Work item
Retype the records below exactly as they stand, omitting the pictures.

___ Task inputs ___

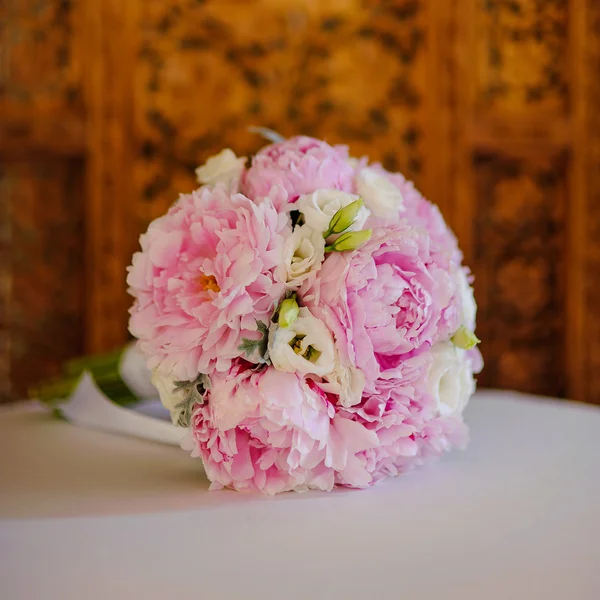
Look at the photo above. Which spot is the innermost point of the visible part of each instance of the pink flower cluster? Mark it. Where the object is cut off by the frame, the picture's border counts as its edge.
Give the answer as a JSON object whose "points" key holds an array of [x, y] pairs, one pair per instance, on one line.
{"points": [[369, 381]]}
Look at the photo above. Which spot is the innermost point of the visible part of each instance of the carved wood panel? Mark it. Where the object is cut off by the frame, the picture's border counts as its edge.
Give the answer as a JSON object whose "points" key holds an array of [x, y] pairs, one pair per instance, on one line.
{"points": [[41, 199], [519, 265], [490, 105], [520, 53], [347, 71], [42, 271]]}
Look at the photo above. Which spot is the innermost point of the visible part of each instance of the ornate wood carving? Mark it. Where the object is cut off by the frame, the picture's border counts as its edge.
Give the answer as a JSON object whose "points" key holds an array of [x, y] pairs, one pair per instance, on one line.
{"points": [[41, 207], [346, 71], [518, 264]]}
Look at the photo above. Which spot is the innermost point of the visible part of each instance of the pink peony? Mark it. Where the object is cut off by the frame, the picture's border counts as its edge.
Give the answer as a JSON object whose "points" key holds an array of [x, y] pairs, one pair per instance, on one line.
{"points": [[205, 274], [272, 431], [385, 302], [300, 165], [422, 214], [409, 429]]}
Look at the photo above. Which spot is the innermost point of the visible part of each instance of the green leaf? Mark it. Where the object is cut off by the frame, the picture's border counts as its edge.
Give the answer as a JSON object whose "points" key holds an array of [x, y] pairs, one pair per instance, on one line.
{"points": [[349, 241], [343, 218], [465, 338], [194, 393], [288, 312]]}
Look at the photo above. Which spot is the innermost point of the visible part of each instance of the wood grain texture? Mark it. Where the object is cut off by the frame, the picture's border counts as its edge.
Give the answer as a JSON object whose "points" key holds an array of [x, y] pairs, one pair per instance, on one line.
{"points": [[109, 47], [518, 265], [589, 376], [40, 68], [41, 198], [347, 71], [489, 105], [41, 273]]}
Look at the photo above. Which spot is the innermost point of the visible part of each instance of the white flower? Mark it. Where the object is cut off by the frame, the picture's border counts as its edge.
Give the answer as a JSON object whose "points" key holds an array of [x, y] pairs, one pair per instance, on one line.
{"points": [[467, 299], [450, 380], [320, 206], [380, 195], [306, 346], [224, 167], [170, 396], [347, 382], [303, 253]]}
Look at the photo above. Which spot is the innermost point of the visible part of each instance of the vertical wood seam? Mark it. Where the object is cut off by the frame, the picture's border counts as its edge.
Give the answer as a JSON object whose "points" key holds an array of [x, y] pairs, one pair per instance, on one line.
{"points": [[575, 350]]}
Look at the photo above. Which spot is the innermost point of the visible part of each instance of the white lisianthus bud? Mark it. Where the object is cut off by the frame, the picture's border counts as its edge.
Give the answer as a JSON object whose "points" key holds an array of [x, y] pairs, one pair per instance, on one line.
{"points": [[450, 379], [288, 312], [306, 346], [347, 382], [464, 338], [350, 240], [303, 253], [224, 167], [319, 207], [381, 196]]}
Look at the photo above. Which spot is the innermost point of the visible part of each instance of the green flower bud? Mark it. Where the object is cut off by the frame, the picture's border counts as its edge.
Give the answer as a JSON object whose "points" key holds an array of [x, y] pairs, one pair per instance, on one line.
{"points": [[343, 218], [464, 338], [288, 312], [349, 241]]}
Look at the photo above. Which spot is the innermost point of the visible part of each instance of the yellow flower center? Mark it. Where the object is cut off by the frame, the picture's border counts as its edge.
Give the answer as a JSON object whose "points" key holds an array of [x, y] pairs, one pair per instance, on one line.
{"points": [[208, 282]]}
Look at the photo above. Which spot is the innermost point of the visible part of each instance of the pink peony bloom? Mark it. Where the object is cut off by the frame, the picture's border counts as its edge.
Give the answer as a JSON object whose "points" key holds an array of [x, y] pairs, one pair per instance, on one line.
{"points": [[385, 302], [272, 431], [300, 165], [410, 431], [205, 274], [422, 214]]}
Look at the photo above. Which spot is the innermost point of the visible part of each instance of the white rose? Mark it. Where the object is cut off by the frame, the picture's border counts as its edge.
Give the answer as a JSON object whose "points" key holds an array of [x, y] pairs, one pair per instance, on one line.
{"points": [[450, 380], [224, 167], [380, 195], [306, 346], [467, 299], [170, 396], [303, 253], [320, 206]]}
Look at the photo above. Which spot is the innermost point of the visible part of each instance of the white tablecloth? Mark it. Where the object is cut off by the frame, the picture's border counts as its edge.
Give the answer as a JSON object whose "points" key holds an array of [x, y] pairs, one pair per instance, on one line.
{"points": [[89, 515]]}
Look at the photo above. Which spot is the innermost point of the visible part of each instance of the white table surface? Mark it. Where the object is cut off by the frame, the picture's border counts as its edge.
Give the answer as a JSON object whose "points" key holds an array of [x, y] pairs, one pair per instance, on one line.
{"points": [[89, 515]]}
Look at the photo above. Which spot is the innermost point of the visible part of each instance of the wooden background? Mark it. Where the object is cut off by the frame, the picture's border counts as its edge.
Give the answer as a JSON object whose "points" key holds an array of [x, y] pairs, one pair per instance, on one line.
{"points": [[491, 106]]}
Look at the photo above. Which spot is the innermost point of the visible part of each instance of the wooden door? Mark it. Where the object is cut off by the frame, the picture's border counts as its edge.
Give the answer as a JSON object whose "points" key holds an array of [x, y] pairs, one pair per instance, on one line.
{"points": [[487, 104]]}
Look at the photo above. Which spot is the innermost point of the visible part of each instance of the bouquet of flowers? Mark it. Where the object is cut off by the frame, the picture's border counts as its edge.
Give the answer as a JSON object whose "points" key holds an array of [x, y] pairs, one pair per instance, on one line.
{"points": [[307, 318]]}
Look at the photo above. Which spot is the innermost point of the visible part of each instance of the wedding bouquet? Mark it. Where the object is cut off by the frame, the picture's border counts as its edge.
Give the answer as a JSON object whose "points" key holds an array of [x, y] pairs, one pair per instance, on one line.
{"points": [[307, 318]]}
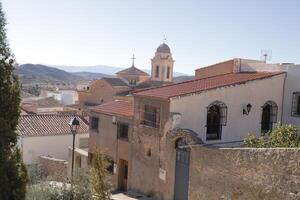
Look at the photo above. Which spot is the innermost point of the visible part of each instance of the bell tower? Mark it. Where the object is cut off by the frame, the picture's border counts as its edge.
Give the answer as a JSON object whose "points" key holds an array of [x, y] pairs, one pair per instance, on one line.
{"points": [[162, 64]]}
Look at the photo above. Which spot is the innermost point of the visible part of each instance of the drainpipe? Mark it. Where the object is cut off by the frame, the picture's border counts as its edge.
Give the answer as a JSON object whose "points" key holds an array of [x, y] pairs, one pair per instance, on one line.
{"points": [[282, 100]]}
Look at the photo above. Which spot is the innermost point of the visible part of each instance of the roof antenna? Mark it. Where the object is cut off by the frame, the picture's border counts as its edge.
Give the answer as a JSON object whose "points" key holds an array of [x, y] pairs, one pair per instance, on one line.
{"points": [[133, 58], [164, 39], [266, 55]]}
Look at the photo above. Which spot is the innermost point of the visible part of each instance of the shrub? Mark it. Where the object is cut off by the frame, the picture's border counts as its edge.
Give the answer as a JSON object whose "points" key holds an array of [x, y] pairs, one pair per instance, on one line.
{"points": [[285, 136]]}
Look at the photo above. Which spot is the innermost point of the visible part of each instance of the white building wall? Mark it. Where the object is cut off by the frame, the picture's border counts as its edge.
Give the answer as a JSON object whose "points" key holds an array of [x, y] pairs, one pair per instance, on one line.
{"points": [[68, 97], [193, 108], [55, 146], [292, 84]]}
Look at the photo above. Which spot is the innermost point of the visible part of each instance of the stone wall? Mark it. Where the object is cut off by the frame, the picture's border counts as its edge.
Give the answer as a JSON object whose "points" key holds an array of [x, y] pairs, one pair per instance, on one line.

___

Output for this exercise
Look at the photo above. Which spot is the innermost point of the visible part of each instance of the pink flower cluster? Mark it. Where the object is cut off by the frame, the picture's border counts as its edge.
Give the answer as a JSON object whose "points" key holds an array of [x, y] pairs, one pair per instance, on one line.
{"points": [[369, 381]]}
Look at the photo above. Which spot is the innermost point of the visible part of each instance of the carved wood panel? Mark it. Where the object is cut off by the frame, the picture's border counts as its edge.
Give the answer as a JSON object whose "points" key holds an array of [x, y] pairs, one pair per instance, on one line.
{"points": [[41, 199], [519, 265], [490, 105], [520, 53], [347, 71], [42, 271]]}
Look at the photo above. Which spot is the innermost point of the visible part of each instance of the ornate wood carving? Mark it. Where the object is cut off by the frame, the picture's border counts as its edge.
Give the answer as a JSON object whose "points" key holds an array of [x, y] pairs, one pair per instance, on one line.
{"points": [[41, 207], [346, 71], [518, 264]]}
Look at the photo above. Which spot is the innermost point of the visible part of each instance of the pink peony? Mark it. Where the object is cut off by the frame, the picture's border counts as its edge.
Give the answer as a JSON object whose "points" key holds an array of [x, y] pairs, one pair per instance, on one line.
{"points": [[205, 274], [272, 431], [385, 302], [300, 165], [422, 214], [409, 429]]}
Look at the photo above. Which spot is the innermost point of the visible part of each instance of the green leaf? Mark it. Where the object is cut off by the frame, the picture's border counts as its edge.
Give the answer as a JSON object whose "points" key holds an array of [x, y] pairs, one pair per instance, on one line.
{"points": [[349, 241], [343, 218], [465, 338], [194, 393], [288, 312]]}
Look at the photo above. Which spot is the innermost point of the visible part of each instance of the wood grain texture? Mark it. Where the object is cut off by the frame, the picture's border counts as its edge.
Give the answer as a JSON object whose "points" key holds an array of [x, y] pairs, one pair per instance, on one line.
{"points": [[109, 47], [518, 265], [589, 376], [40, 68], [41, 198], [347, 71], [489, 105], [41, 273]]}
Look at the photo above. Which spot is the innermost point of the visible part of each instance of the white flower? Mark it. Where the object is cut off by the frame, the picture's border counts as its edge.
Give the answer as a JSON object whose "points" key holds an array of [x, y] pairs, one pair per instance, on one line.
{"points": [[467, 299], [450, 380], [320, 206], [380, 195], [306, 346], [224, 167], [170, 396], [347, 382], [303, 253]]}
Look at the photo above. Which spot is the innermost point of the visible part of each instance of the vertical wood seam? Mark it. Where the object is cut off by the frame, the picture's border counts as its edge.
Give the answer as a JSON object whose "points" key holds an array of [x, y] pairs, one pair per instance, on one line.
{"points": [[575, 350]]}
Look at the photo above. Which spot is the innermost point of the visible part of each instance of the white lisianthus bud? Mark it. Where the object is cut off by the frame, the picture's border counts as its edge.
Give the answer as a JSON object whose "points" key holds an array of [x, y] pairs, one pair per instance, on one line.
{"points": [[450, 379], [288, 312], [306, 346], [347, 382], [464, 338], [350, 240], [303, 253], [224, 167], [319, 207], [381, 196]]}
Look at the photo above. Which spot is the innermost point of the visible part of each instance of the green flower bud? Mark it. Where the object is cut off by the frame, the picture's border counts as its edge.
Give the answer as a JSON object whose "points" key holds an array of [x, y] pairs, one pair per instance, on one line.
{"points": [[343, 218], [464, 338], [288, 312], [349, 241]]}
Look at the photo above. Which spot is the innermost point of the visible part of each instance of the yellow flower center? Mark it. Where the object is cut off by the frame, the picture's border counts as its edge.
Give the answer as a JSON object whose "points" key holds an array of [x, y] pairs, one pair per instance, on one line.
{"points": [[208, 282]]}
Look at the photo above. Which spot is the innermost point of the visible part of each instance of the pink peony bloom? Mark it. Where the object is cut off by the frame, the picture's border counts as its edge.
Give the answer as a JSON object whose "points" key holds an array of [x, y] pairs, one pair per instance, on one line.
{"points": [[385, 302], [272, 431], [300, 165], [410, 431], [205, 274], [422, 214]]}
Look at the photo above. Which spot is the innermost point of the visible part of each instance of the white rose? Mark it. Where the object is cut off by the frame, the picture's border counts as its edge.
Give the answer as a JSON object whose "points" key holds an array of [x, y] pairs, one pair per instance, on one line.
{"points": [[450, 380], [224, 167], [380, 195], [306, 346], [467, 299], [170, 396], [303, 253], [320, 206]]}
Look at the photo above. Which spot is the innermost point of the visible part of each instance of the white tablecloth? Mark it. Where the object is cut off by the frame, the picture's border counts as its edge.
Give the answer as a JSON object whose "points" key holds an array of [x, y] pairs, one pair per instance, on one line.
{"points": [[89, 515]]}
Look at the photo above. Which spot is the innermost point of the visible part of each instance of the white table surface? Mark it. Where the object is cut off by the frame, the picture's border counts as its edge.
Give the answer as a JSON object whose "points" key holds an array of [x, y] pairs, one pair per instance, on one line.
{"points": [[89, 515]]}
Look at the photo above. Which spot is the innermost point of the visible part of each instance of the wooden background? Mark it. Where the object is cut off by the frame, the picture's border counts as its edge.
Give the answer as a JSON object whose "points" key holds an array of [x, y] pairs, one pair per instance, on one line.
{"points": [[491, 106]]}
Look at the photo above. Which spot is the innermost point of the visible part of each instance of the wooden door? Mark it. Where the object is cut off by the frame, the picture's border counts as its edge.
Give the answer as a JSON object whose "points" key holds an array of [x, y] pairs, one pair per instance, on one line.
{"points": [[487, 104]]}
Look at the photo above. Which spot is the innermost point of the visible part of each instance of the bouquet of flowers? Mark it. Where the object is cut off by the frame, the picture's border counts as its edge.
Give the answer as a JSON object whose "points" key holds an array of [x, y] pairs, one pair per instance, on one line.
{"points": [[307, 318]]}
Look at the photo above. Which spot is the innermost point of the visible part of each instance of the wedding bouquet? Mark it. Where the object is cut off by the frame, the picture's border counts as its edge.
Give the answer as a JSON object whose "points" key holds an array of [x, y] pairs, one pair per instance, on one line.
{"points": [[307, 318]]}
Look at the photo above. Which spot is the innermost point of the visible part of each instance of the bell tower? Mark it. Where the object is cut off by the frame, the picture's border counts as its edge.
Give the answer as a JSON object whose "points" key holds an array of [x, y] pairs, one pair per instance, on one line.
{"points": [[162, 64]]}
Look at the photo above. Which spot is the innermost point of the visible part of each instance of the drainpipe? Mark it. Where the object is cut off by the frame, the picture's border counts as its edge.
Give the answer as a JSON object whose "points" key holds an array of [x, y] pairs, one pair per instance, on one line.
{"points": [[282, 100]]}
Look at the photo above. Which spot is the innermost point of the visible part of each instance of the roof antenna? Mark it. Where the object is cut off by the frame, the picture's border counts as its edge.
Give the answer as a JSON object whose "points" key holds an array of [x, y] pairs, one pair per instance, on one line.
{"points": [[133, 58], [164, 39], [266, 55]]}
Look at the photo above. Which spot is the innermost point of the visible part of each instance of the shrub? Mark it. Where the object is cut off by the frame, the picture's border counts as its edge.
Give the answer as a JSON object whose "points" key holds an array of [x, y] pairs, one pair per instance, on one line.
{"points": [[285, 136]]}
Look at the photo above. Which spot is the innermost point of the visible part of each instance of the white building wall? Mark it. Where the object is cut off by the frame, the picture's border counts as its edge.
Give the answer as a JSON object whose "points" key holds an array of [x, y] pairs, one pair per instance, on one line.
{"points": [[68, 97], [193, 108], [55, 146], [292, 84]]}
Look at the photo above. Which spot is the innermost point of the visible part of each instance of the stone wall? Mark it. Where the object is cut off by the frame, the picture's border counts as its edge.
Give the answer as a JSON object whose "points" key holds an array of [x, y] pairs, one pair per instance, on one line.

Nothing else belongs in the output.